• Work task: The expected output is the exact lines from the one containing "Subject = cloud streak" through the end of the data, inclusive, and nothing else.

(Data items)

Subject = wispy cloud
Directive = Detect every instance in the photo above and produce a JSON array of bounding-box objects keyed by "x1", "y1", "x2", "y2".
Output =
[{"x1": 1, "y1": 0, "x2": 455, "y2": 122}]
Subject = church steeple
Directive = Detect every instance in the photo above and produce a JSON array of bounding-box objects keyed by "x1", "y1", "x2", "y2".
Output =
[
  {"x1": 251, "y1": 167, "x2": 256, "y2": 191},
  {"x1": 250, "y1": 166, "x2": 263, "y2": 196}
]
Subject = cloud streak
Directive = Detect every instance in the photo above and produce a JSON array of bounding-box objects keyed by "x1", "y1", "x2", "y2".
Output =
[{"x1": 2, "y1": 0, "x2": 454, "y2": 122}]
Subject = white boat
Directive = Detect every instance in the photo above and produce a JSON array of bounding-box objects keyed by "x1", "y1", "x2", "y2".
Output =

• Answer box:
Subject = cloud streak
Directive = Detect every instance in the photo above and produce a JSON array of bounding-box objects keyed by "x1", "y1", "x2", "y2".
Output =
[{"x1": 2, "y1": 0, "x2": 454, "y2": 122}]
Subject = white boat
Directive = Detect every instance in the photo above and produce a JSON array of bounding-box objects keyed by "x1", "y1", "x2", "y2".
Output =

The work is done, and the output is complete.